Wherever "window" occurs in the entries, copy the line that holds it.

**Data shown:**
=-=-=-=-=

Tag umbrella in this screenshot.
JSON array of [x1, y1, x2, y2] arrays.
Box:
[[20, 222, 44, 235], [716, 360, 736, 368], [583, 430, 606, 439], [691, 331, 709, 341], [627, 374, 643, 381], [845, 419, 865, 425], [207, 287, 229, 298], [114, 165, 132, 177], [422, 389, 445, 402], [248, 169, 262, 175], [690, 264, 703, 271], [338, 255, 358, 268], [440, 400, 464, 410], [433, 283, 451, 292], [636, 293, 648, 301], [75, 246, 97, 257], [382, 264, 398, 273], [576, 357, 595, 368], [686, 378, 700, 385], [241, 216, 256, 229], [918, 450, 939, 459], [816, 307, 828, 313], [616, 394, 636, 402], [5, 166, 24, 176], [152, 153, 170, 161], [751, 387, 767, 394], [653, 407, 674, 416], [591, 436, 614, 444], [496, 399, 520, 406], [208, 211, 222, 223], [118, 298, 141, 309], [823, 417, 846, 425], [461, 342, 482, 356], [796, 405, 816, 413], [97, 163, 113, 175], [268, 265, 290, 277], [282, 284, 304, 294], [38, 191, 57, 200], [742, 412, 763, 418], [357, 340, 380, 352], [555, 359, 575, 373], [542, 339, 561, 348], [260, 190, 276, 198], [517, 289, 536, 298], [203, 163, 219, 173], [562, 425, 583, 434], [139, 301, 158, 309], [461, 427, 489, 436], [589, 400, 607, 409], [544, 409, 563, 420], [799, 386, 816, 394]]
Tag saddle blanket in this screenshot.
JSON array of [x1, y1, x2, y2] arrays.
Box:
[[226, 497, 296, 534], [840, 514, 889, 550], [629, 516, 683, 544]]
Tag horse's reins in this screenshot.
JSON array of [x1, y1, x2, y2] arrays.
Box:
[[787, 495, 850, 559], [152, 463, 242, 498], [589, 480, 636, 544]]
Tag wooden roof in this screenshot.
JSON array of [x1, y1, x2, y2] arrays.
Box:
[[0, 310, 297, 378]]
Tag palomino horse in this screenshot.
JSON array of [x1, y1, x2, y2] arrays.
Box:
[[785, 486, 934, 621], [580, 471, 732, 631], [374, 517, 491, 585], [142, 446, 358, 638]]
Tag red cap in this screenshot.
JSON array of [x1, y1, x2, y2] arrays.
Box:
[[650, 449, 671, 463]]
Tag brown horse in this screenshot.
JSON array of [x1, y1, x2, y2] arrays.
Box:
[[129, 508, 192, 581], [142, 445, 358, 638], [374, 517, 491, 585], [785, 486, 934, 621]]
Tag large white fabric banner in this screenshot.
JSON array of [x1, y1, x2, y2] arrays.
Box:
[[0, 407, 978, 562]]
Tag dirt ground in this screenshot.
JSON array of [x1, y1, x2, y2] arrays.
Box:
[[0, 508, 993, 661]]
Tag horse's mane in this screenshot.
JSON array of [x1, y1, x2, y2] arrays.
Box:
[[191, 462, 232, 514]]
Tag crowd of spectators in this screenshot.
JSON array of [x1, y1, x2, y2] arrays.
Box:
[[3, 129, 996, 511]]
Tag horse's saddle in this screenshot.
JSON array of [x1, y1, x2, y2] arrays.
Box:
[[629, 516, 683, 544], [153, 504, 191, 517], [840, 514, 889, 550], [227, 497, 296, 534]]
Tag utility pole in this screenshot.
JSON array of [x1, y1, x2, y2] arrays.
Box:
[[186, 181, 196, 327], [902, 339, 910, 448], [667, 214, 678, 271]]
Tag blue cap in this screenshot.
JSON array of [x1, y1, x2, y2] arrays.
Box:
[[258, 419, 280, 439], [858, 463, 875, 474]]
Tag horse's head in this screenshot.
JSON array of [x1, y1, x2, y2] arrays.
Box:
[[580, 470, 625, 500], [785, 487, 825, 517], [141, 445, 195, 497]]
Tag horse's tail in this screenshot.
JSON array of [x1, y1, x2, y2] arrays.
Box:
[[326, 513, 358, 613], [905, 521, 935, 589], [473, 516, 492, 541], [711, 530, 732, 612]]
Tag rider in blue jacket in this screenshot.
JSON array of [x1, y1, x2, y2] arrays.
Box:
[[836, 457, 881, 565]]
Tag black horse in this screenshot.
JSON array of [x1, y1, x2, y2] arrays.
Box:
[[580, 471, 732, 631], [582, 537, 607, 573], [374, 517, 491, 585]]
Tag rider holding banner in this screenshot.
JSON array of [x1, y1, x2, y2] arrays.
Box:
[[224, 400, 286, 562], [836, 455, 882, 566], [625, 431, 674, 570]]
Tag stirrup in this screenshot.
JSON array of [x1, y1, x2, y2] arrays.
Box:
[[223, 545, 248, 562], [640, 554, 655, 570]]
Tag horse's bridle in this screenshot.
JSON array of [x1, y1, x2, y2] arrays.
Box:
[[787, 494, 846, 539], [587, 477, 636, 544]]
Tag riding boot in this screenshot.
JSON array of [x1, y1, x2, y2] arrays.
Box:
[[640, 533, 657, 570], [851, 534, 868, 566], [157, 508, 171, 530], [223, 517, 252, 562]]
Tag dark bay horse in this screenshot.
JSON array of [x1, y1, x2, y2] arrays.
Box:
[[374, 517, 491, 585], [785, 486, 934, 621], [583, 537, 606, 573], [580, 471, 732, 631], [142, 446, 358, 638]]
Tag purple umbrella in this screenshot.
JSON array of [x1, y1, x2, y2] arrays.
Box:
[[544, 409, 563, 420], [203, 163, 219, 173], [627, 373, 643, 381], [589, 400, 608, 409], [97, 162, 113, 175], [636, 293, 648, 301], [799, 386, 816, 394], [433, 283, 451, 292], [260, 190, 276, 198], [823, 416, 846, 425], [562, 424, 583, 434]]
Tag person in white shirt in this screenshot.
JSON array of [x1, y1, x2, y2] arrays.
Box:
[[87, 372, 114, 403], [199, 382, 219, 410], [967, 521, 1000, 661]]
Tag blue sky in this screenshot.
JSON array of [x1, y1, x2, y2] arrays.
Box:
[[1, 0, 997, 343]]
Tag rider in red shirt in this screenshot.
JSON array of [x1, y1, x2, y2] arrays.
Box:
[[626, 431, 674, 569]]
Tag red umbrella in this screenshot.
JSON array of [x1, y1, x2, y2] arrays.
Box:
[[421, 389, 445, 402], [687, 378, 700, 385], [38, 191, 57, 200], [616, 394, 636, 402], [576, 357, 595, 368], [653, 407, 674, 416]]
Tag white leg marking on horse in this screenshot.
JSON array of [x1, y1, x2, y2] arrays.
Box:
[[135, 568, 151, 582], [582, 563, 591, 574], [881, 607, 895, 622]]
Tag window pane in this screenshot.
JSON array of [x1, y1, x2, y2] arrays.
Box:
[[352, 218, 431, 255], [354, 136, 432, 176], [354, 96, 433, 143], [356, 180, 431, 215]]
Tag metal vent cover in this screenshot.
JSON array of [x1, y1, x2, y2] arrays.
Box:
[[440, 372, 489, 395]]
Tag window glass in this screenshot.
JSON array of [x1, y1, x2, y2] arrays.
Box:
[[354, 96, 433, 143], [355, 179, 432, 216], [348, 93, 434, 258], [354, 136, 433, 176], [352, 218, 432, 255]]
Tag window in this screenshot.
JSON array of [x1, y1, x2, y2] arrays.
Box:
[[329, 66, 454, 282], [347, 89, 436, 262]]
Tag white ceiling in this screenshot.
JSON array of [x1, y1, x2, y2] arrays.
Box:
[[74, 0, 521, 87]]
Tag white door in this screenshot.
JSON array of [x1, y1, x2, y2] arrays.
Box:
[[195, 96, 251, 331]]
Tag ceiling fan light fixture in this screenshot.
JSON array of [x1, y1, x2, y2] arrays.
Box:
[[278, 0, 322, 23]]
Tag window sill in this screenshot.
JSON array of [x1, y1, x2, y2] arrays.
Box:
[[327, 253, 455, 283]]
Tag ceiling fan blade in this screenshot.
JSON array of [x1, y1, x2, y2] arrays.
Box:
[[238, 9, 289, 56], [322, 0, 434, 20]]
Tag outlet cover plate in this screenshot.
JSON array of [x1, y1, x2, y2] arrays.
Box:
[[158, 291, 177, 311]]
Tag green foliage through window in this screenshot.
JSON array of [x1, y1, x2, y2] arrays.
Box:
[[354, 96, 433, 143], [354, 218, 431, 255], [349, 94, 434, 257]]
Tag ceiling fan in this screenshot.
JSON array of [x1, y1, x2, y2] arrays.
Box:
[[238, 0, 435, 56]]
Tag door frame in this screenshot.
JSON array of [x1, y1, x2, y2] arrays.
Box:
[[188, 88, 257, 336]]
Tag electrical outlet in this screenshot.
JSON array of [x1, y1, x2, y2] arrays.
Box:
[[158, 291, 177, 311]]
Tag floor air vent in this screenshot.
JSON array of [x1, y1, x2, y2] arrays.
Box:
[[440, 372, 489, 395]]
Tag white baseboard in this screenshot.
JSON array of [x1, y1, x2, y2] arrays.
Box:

=-=-=-=-=

**Expected answer:**
Tag window pane in this screenshot.
Tag window glass in this screenshot.
Tag window in this screenshot.
Tag window sill in this screenshot.
Tag green foliage through window in this screenshot.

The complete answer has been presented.